▶ [Selection]:
++++
P3D Stereo Nomenclature and some Glossary History 3/3

[abram klooswyk <abram.klooswyk@xxxxxx>]

>From Dalgoutte's 1967 glossary (The Stereoscopic Society Bulletin):

orthoscopic - "seen right-side out", when planes in the stereo
[image] are seen in correct sequence, as opposed to 'pseudoscopic'.

orthostereoscopic image -  one having 'right-looking solidity',
in which the space-image resembles the original closely but is not
truly 'tautomorphic' (as in gigantism and lilliputism).

tautomorphic image - one which has the 'same form and scale and
position' as the original object, where stereomagnification = 1.

In a 1977 revision Dalgoutte also added:
orthomophic - In German usage, 'correct for form and scale, but
not for position'; this is an impossible correlation. See
*orthostereoscopic and *tautomorphic.
------
>From the German DIN 19040 Blatt 8 of Mai 1974:
Tautomorph - Gestalt- grössen- und lagenrichtig; vorlagengetrau.

Orthomorph - Gestalt- und grössenrichtig, jedoch lagenversetzt.
++++
▶ [Challenge 1]: Write out the passage of the glossary history that begins with the words containing "tautomorphic image - one" and ends with "grössenrichtig, jedoch lagenversetzt.".
The glossary history and the listing come from separate, unrelated sources.
++++
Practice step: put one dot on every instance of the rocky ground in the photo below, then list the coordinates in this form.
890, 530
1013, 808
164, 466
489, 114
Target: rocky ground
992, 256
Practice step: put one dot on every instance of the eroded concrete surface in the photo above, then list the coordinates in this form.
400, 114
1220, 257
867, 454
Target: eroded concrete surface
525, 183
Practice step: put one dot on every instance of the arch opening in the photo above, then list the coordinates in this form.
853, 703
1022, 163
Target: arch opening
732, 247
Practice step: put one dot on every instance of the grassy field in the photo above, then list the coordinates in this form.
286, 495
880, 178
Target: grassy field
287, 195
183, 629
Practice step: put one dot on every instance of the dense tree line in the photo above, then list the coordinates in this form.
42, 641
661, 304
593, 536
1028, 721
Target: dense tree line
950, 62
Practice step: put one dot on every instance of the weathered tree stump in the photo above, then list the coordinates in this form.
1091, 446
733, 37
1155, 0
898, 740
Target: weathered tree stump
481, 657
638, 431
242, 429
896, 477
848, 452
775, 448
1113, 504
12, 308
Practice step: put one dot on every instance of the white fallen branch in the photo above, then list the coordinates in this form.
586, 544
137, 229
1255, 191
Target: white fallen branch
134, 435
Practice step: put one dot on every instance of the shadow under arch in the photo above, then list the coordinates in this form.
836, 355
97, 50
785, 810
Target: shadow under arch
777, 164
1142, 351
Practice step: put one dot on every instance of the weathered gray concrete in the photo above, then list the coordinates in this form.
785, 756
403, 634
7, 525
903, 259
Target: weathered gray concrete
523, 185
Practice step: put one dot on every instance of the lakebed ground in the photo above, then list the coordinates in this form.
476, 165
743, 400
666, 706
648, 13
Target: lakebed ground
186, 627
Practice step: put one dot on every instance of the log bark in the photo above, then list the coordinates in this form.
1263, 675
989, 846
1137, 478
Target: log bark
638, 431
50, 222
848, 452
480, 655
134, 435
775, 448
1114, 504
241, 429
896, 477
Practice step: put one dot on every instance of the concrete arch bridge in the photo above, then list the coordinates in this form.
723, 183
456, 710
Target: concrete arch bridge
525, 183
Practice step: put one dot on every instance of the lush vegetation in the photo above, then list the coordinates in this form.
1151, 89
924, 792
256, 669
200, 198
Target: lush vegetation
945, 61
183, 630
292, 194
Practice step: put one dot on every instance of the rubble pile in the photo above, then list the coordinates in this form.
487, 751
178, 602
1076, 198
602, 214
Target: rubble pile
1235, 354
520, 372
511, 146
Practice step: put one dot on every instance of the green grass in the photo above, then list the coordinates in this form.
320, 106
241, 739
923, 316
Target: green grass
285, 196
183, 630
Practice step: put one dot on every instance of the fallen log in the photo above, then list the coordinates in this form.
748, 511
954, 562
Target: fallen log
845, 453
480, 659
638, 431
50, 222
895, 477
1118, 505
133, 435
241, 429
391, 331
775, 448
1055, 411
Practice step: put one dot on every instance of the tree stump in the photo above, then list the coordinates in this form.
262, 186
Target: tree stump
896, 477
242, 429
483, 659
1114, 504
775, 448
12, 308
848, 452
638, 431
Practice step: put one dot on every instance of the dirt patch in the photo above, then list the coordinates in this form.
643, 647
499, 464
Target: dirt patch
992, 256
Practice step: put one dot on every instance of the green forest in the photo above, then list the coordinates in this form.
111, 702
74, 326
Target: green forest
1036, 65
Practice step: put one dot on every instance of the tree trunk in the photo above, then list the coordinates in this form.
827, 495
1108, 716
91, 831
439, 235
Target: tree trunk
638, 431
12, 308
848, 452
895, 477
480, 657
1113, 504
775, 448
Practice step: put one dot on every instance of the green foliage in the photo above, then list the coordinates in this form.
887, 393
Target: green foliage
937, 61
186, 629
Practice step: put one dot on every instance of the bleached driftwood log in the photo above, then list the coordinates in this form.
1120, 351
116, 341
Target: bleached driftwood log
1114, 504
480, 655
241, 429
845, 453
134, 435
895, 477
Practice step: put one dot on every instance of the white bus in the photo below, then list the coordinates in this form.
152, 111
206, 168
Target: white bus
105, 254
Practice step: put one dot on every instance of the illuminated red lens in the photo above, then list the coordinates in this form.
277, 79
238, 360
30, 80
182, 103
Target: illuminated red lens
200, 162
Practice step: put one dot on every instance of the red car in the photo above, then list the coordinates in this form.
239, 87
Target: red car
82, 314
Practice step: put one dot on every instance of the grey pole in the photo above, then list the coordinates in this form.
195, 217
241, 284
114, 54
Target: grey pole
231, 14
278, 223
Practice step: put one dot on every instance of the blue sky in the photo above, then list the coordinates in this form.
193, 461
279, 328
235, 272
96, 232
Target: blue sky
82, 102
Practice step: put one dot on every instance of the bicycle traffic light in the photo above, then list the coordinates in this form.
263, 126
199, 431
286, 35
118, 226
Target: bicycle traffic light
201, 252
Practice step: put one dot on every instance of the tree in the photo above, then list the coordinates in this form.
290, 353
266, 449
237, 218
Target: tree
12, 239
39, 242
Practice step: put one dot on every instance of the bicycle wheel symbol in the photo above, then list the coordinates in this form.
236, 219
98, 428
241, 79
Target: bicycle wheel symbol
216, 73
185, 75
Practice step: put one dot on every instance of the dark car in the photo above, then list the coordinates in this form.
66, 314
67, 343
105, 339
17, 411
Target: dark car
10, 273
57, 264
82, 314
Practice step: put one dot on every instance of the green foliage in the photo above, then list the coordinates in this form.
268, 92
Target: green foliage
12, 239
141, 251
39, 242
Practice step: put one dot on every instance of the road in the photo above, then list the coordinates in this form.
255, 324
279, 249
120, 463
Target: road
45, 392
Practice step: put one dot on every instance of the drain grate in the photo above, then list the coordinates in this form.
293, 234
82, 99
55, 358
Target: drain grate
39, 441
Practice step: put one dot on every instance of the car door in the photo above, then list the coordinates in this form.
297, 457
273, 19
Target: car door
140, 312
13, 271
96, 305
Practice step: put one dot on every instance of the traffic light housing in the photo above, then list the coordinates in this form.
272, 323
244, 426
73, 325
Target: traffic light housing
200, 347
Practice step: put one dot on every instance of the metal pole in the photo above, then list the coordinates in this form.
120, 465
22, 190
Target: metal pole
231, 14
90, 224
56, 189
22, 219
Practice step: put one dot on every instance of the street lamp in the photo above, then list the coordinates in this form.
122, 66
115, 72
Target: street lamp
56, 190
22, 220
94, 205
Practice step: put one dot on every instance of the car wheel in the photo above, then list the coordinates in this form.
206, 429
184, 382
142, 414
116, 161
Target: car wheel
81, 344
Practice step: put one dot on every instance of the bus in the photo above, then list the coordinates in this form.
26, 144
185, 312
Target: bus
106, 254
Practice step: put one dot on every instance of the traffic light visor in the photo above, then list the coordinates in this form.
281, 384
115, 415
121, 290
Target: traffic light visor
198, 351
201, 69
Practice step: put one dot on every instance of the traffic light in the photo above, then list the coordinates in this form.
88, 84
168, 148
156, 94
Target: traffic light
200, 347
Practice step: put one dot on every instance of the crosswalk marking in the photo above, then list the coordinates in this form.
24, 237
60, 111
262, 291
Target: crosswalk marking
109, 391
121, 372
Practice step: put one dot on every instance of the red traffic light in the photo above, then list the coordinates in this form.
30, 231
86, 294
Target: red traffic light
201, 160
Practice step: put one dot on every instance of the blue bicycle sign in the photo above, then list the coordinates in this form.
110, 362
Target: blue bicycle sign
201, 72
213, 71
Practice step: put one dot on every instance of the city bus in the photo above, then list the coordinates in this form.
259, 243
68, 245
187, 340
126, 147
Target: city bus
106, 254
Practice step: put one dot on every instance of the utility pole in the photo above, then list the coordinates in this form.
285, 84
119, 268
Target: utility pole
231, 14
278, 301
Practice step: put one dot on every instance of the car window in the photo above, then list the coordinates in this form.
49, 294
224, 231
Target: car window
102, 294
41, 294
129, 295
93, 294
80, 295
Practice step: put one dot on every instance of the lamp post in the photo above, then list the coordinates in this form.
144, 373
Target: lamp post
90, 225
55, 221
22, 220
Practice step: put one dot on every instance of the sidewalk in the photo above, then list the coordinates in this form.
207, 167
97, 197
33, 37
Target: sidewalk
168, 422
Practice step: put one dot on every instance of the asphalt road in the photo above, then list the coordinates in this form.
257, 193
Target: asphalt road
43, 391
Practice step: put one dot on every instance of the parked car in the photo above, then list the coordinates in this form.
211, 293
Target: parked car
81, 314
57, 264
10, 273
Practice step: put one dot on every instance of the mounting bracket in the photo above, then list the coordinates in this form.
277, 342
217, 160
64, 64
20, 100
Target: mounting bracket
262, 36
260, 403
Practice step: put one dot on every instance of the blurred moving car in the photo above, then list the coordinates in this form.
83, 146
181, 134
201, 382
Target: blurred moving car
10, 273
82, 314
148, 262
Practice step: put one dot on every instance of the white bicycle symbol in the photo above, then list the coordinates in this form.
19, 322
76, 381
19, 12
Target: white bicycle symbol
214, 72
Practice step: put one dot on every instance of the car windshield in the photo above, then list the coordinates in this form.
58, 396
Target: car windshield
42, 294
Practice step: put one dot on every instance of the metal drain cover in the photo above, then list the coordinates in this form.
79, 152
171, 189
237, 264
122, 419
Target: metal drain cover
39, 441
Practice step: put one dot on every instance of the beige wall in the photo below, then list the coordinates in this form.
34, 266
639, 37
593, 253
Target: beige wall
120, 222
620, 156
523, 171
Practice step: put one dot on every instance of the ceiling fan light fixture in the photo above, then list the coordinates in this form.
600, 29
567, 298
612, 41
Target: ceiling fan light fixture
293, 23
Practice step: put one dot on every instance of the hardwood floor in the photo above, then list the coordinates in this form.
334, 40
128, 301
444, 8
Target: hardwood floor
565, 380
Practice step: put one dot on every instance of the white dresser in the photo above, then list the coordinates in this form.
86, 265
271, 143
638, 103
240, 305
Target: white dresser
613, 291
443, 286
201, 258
++++
▶ [Challenge 2]: Pick out every line of the listing that contains the string "ground", treating uppercase and lowercase as different.

▶ [Correct output 1]:
tautomorphic image - one which has the 'same form and scale and
position' as the original object, where stereomagnification = 1.

In a 1977 revision Dalgoutte also added:
orthomophic - In German usage, 'correct for form and scale, but
not for position'; this is an impossible correlation. See
*orthostereoscopic and *tautomorphic.
------
>From the German DIN 19040 Blatt 8 of Mai 1974:
Tautomorph - Gestalt- grössen- und lagenrichtig; vorlagengetrau.

Orthomorph - Gestalt- und grössenrichtig, jedoch lagenversetzt.

▶ [Correct output 2]:
Practice step: put one dot on every instance of the rocky ground in the photo below, then list the coordinates in this form.
Target: rocky ground
Practice step: put one dot on every instance of the lakebed ground in the photo above, then list the coordinates in this form.
Target: lakebed ground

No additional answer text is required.